#### GIVEN INFORMATION
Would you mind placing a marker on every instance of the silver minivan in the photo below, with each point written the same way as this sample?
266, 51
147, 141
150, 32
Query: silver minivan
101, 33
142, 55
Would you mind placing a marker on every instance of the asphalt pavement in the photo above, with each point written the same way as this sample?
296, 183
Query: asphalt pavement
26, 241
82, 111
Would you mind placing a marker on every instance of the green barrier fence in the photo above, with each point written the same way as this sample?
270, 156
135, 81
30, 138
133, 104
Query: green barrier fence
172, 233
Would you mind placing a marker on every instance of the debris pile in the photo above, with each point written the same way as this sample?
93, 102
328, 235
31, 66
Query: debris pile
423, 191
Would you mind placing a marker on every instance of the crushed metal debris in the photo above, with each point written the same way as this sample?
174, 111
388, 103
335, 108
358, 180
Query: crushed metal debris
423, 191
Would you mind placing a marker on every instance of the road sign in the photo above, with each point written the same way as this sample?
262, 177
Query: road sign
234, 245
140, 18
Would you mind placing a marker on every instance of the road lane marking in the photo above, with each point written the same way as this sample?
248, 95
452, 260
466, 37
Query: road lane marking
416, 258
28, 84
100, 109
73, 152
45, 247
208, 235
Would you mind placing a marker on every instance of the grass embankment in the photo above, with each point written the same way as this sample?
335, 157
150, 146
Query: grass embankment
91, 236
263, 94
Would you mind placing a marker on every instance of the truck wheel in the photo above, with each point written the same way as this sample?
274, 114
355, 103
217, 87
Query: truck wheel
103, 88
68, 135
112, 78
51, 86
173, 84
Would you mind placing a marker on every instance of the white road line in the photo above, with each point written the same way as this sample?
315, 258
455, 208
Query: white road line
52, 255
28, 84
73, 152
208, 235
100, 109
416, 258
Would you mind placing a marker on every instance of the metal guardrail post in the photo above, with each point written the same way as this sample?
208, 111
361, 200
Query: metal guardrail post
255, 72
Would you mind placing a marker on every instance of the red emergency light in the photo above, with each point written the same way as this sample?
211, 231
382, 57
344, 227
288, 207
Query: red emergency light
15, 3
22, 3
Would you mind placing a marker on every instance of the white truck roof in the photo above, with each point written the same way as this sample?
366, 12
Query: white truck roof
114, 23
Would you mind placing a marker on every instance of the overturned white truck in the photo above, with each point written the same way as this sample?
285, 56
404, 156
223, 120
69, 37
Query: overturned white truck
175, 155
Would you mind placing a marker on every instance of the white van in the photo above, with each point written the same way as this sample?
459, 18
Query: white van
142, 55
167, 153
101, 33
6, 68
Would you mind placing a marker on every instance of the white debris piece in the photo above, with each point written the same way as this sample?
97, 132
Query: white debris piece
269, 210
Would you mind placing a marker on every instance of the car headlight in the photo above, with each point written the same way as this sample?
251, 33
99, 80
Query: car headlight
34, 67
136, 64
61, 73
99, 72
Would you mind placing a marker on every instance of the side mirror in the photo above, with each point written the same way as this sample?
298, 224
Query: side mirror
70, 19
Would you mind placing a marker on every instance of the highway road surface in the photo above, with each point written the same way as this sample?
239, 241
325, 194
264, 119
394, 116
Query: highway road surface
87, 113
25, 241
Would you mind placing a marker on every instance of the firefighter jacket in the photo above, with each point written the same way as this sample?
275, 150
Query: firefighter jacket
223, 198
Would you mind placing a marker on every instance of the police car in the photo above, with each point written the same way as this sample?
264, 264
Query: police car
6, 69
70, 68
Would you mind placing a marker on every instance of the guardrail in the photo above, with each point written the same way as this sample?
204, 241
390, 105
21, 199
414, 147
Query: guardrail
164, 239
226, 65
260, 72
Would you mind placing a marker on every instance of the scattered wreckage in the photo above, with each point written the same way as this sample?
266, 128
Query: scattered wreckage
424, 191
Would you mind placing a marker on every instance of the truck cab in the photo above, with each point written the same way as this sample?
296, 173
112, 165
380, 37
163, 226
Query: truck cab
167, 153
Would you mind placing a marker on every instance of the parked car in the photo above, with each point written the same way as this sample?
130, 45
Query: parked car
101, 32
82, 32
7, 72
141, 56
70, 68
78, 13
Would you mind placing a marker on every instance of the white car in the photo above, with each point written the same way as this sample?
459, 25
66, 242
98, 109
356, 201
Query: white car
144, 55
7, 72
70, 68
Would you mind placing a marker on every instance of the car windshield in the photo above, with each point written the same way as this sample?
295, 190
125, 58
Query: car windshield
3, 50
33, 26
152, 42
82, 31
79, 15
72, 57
########
=== TASK REQUIREMENTS ===
Write out again, unchanged, every line from the line containing "of the scattered" to the final line of the material above.

=== RESULT FOR THIS TASK ===
Would you mind placing a marker on every instance of the scattered wreckage in the photo above, with each point written the same way as this sample?
266, 128
Query: scattered wreckage
424, 191
Would you mind placing a marker on every instance of the truck cab in the photo above, with each point written the same way as this sample?
296, 173
112, 165
380, 37
163, 226
Query: truck cab
167, 153
Would you mind placing a marker on every instance of the parked car in the photo above, with each point written the same way as this sample?
130, 45
Query: parked car
101, 32
82, 32
7, 72
141, 56
70, 68
78, 13
Would you mind placing a marker on every instance of the white car in the photo above, with each point written the same way as this sample?
459, 25
66, 242
98, 109
356, 201
Query: white car
144, 55
7, 72
70, 68
Would you mind placing a marker on every instance of the car windshield in the photo above, with each point written the same way as this sample?
295, 190
125, 58
Query: car windshield
3, 50
33, 26
152, 42
82, 31
79, 15
72, 57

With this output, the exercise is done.